'''
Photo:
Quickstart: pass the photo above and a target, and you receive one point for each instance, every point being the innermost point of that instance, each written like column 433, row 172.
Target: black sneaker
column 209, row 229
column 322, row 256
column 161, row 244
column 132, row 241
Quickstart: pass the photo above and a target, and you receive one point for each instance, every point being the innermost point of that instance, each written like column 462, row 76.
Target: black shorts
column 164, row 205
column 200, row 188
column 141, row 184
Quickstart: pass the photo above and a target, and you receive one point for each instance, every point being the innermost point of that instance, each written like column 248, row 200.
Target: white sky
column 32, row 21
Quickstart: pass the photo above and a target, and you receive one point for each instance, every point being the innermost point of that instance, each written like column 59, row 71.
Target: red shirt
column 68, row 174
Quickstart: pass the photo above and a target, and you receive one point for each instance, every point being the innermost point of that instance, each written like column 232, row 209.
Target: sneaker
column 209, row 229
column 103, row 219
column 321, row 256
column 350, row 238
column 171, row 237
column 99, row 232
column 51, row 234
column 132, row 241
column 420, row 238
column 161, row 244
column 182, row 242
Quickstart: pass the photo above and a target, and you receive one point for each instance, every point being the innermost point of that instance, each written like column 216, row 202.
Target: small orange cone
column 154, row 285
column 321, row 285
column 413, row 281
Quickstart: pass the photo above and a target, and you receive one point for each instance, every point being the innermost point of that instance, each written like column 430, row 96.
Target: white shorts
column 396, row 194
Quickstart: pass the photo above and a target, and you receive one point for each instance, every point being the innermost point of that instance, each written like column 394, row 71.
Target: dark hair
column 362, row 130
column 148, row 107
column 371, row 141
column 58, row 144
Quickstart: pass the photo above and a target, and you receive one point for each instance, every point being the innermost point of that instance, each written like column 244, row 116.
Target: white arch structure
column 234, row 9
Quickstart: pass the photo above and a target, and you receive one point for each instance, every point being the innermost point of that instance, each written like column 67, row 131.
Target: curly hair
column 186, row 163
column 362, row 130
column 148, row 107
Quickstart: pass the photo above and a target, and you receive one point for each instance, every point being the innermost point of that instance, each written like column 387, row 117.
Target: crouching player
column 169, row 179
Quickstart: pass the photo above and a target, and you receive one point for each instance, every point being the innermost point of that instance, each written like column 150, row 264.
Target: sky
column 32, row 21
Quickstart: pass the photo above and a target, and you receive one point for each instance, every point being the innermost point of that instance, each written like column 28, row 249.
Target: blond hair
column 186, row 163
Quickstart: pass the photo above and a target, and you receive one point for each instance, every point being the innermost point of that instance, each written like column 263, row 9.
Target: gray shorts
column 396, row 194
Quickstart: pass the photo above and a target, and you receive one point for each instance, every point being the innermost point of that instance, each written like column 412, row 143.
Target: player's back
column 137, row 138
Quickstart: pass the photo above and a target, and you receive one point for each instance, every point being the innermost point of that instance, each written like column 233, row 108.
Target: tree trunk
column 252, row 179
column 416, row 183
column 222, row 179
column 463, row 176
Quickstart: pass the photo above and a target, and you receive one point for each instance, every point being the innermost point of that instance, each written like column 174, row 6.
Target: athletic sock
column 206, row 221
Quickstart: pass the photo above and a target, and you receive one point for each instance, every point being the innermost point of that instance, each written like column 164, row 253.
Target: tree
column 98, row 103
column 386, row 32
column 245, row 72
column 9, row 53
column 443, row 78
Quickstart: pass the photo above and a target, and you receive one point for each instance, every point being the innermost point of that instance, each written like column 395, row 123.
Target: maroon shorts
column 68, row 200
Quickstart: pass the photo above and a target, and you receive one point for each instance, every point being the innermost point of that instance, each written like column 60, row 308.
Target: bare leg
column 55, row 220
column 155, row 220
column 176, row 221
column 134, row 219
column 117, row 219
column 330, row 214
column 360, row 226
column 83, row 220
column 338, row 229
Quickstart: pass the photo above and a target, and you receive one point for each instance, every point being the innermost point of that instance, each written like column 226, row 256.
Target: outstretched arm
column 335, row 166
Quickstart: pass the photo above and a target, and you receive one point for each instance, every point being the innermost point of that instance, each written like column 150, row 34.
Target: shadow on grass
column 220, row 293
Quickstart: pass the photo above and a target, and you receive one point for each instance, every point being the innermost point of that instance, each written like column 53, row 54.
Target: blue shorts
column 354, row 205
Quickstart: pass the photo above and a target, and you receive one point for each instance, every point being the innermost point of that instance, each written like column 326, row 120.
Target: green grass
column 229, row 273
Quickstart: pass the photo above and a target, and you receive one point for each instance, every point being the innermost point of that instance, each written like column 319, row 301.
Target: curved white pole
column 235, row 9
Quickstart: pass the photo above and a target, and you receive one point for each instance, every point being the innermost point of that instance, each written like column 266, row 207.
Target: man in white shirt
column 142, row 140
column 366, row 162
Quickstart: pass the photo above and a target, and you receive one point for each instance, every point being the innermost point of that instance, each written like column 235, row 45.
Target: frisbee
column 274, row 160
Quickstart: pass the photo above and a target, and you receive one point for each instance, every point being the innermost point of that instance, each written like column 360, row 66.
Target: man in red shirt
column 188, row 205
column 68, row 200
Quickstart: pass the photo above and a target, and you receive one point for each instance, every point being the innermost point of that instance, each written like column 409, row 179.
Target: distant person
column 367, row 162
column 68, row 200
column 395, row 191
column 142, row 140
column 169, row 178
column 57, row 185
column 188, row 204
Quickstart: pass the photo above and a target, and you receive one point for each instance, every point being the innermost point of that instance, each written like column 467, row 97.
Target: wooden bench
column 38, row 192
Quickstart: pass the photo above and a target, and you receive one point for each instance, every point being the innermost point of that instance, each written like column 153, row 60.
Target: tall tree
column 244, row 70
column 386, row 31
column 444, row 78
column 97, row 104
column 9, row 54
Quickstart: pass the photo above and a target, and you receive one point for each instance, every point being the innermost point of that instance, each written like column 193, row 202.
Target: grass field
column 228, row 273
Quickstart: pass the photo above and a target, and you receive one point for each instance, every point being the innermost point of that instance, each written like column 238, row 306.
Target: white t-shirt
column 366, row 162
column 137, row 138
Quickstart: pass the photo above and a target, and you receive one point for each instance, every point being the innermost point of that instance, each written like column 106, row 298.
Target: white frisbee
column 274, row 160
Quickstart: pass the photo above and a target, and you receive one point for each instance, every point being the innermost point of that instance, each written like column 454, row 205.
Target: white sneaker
'''
[What is asked]
Lay out as a numbered list every line from the one containing "153, row 60." up to and including the last line of the records, leaving out any blank lines.

[Task solution]
1. Quickstart: pass the photo above and a target, and you receive one point for each instance, every point being the innermost point of that instance, each written like column 153, row 60.
2. Target: tall tree
3. column 244, row 70
4. column 386, row 31
5. column 444, row 78
6. column 97, row 104
7. column 9, row 54
8. Quickstart: pass the photo above and a target, and you receive one point for each instance, every point being the innermost point of that instance, each written like column 193, row 202.
9. Target: grass field
10. column 228, row 273
11. Quickstart: pass the photo above and a target, and you receive one point for each instance, every point being the innermost point of that instance, each written like column 238, row 306.
12. Target: white t-shirt
13. column 366, row 162
14. column 137, row 138
15. Quickstart: pass the photo above and a target, and you receive one point for each instance, every point being the innermost point of that instance, each written like column 106, row 298.
16. Target: white frisbee
17. column 274, row 160
18. Quickstart: pass the photo above and a target, and you receive one point for each instance, every point being the innermost point of that instance, each written like column 454, row 205.
19. Target: white sneaker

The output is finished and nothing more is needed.